**Work request:** From the following material, work out how many lines include the string "white"; respond with the number only.

____________

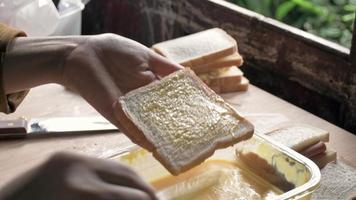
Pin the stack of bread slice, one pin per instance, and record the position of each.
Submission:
(306, 140)
(212, 55)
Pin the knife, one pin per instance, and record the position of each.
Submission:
(22, 127)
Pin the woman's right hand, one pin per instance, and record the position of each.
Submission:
(73, 177)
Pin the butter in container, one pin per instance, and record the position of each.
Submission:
(254, 169)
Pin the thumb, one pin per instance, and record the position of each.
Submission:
(162, 67)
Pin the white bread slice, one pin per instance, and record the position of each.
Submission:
(183, 119)
(324, 158)
(222, 76)
(198, 48)
(231, 87)
(299, 136)
(231, 60)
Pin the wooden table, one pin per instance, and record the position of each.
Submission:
(52, 100)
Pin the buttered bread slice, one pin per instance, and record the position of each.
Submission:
(184, 120)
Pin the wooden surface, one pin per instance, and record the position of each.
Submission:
(260, 107)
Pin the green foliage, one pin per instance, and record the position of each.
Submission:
(330, 19)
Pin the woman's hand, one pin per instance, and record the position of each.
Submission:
(100, 68)
(72, 177)
(104, 67)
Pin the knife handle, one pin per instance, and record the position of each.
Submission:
(16, 128)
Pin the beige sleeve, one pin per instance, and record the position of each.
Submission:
(8, 102)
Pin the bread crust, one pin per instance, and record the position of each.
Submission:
(203, 58)
(199, 157)
(227, 61)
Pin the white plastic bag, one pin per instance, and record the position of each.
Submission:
(41, 17)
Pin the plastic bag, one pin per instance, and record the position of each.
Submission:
(41, 17)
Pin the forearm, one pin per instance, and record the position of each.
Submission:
(30, 62)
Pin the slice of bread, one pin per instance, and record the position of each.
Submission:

____________

**Response area:** 2